Point labeling dataset excerpts:
• • • • •

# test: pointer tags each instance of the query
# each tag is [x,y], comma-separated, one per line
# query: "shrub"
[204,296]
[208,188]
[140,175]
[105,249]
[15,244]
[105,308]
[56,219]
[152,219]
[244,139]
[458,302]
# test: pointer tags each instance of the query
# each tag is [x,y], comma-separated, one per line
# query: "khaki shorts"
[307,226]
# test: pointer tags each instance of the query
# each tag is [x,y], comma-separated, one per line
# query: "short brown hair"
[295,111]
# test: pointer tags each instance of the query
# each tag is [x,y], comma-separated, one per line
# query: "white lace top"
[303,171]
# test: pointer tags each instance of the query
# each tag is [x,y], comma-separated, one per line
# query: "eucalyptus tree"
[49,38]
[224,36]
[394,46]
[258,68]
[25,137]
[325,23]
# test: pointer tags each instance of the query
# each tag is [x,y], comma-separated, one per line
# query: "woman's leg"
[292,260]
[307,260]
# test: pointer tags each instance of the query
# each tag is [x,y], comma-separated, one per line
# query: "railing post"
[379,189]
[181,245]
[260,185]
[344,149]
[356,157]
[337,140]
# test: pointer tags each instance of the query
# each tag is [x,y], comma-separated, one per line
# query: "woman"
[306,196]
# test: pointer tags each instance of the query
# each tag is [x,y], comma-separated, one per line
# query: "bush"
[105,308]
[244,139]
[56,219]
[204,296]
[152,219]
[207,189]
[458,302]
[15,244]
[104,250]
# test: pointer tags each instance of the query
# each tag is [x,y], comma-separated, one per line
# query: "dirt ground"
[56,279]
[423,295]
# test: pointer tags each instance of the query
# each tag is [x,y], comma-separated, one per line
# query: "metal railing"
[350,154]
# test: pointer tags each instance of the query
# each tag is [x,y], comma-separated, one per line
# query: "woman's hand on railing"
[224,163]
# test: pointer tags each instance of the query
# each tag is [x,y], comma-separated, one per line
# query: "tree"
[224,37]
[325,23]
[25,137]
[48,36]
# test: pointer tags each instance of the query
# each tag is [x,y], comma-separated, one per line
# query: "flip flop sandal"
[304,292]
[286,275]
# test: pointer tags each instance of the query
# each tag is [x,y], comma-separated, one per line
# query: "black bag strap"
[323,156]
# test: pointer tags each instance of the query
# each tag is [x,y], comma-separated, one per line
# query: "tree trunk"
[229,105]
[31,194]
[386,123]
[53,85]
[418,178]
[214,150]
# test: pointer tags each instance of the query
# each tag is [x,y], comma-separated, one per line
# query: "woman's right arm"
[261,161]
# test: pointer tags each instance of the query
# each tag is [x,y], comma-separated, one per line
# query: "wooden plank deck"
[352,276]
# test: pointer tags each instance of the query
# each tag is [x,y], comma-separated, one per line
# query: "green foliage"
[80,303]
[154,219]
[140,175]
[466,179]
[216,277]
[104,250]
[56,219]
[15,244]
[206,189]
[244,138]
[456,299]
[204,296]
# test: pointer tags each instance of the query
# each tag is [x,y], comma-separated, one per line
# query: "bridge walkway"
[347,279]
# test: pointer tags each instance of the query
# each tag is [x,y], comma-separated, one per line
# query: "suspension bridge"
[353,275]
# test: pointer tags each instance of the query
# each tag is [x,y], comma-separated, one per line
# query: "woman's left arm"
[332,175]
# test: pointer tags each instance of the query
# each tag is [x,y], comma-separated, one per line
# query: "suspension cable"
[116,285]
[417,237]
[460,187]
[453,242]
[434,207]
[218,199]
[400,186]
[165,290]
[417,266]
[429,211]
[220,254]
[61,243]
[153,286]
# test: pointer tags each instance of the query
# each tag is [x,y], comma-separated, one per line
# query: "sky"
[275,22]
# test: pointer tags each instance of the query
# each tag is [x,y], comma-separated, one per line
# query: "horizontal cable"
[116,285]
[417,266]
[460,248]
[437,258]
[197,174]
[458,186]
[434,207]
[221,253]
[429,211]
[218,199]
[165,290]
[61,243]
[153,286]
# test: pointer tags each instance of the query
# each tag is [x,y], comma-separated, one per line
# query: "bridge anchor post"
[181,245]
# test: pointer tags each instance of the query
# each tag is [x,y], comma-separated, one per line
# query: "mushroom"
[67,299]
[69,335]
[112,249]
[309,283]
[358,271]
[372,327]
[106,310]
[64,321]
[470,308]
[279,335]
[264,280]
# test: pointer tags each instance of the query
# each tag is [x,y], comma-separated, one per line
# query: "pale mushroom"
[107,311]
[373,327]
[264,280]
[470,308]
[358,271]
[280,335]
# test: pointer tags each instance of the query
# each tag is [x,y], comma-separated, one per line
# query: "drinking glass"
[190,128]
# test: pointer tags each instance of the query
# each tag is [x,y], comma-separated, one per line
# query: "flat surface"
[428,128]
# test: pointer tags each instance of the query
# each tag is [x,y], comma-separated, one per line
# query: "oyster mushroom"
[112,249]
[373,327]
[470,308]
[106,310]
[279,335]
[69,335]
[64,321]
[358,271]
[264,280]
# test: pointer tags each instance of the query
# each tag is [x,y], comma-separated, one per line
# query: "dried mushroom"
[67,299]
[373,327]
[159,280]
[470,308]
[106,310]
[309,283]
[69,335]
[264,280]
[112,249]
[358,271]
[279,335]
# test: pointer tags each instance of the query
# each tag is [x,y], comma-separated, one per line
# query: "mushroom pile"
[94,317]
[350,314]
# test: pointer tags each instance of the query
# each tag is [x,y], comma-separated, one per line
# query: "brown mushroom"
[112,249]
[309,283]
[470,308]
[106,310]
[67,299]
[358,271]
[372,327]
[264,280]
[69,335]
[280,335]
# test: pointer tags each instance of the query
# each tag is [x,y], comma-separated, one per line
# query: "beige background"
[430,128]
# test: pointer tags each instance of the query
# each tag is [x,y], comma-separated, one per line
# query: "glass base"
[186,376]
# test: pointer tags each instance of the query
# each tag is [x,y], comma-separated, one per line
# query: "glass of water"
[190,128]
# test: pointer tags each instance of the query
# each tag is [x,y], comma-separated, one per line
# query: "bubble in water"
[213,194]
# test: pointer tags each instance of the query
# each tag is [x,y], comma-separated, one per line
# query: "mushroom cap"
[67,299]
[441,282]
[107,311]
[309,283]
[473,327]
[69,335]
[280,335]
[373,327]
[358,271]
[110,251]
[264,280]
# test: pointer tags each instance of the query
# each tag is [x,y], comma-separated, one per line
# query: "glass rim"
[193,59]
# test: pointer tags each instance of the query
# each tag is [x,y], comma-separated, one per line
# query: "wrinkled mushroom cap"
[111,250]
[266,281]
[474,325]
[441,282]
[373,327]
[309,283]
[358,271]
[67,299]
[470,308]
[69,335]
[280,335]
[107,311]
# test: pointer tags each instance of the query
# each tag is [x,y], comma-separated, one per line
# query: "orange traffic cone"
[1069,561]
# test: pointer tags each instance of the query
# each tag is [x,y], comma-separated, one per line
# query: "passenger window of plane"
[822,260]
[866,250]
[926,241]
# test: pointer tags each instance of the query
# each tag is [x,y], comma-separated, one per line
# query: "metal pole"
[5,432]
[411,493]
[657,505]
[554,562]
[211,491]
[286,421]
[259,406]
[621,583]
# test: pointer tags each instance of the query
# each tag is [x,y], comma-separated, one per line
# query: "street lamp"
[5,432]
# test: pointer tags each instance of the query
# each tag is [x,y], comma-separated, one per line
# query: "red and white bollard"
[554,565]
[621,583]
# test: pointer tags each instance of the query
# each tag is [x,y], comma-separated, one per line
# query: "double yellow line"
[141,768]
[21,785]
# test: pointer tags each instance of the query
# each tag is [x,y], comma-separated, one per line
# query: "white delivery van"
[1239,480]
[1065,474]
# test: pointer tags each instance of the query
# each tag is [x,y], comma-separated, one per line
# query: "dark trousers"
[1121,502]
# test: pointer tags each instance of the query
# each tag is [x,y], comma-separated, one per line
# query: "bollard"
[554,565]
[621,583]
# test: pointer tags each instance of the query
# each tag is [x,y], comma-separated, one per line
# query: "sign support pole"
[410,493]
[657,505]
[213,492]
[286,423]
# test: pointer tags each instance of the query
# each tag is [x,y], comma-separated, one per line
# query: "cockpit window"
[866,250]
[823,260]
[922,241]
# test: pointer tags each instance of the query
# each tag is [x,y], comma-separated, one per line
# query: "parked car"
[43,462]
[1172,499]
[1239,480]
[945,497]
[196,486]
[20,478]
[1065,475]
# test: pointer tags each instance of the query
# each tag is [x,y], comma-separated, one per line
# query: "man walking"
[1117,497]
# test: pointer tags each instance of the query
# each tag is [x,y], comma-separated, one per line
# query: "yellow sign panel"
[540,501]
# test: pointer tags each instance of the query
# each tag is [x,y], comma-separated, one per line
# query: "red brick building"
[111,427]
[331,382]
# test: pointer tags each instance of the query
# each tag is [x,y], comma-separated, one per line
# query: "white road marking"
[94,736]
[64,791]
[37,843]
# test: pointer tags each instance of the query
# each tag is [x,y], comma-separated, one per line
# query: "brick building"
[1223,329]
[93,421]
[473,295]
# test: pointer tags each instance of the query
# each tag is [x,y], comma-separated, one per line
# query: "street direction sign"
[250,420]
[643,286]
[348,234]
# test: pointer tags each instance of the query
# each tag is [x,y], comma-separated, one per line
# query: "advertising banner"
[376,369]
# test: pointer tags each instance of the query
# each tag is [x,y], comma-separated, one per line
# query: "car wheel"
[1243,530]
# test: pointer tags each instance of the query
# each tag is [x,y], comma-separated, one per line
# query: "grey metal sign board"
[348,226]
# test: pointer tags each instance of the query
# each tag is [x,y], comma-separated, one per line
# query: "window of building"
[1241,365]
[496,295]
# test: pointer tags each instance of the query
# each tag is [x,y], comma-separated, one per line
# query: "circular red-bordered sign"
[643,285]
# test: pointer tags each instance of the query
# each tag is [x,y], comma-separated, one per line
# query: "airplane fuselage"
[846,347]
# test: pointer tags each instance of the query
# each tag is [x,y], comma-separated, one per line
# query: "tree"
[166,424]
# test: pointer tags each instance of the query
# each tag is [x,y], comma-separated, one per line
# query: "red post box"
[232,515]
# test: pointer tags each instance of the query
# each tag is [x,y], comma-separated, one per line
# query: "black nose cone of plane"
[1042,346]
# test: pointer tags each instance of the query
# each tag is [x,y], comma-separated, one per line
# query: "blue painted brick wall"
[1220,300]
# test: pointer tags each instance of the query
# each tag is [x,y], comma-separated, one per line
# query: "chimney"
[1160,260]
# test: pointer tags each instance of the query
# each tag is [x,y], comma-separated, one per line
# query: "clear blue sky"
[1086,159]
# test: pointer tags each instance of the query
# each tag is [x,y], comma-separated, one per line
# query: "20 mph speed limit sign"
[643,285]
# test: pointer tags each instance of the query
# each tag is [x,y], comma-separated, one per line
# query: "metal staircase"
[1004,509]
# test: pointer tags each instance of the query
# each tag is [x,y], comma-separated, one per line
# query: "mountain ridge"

• • • • •

- **SET EXERCISE**: Report every line above that contains the string "window", copying each one in full. Case counts.

- **RESPONSE**:
# query: "passenger window of plane"
# query: "cockpit window"
# query: "window of building"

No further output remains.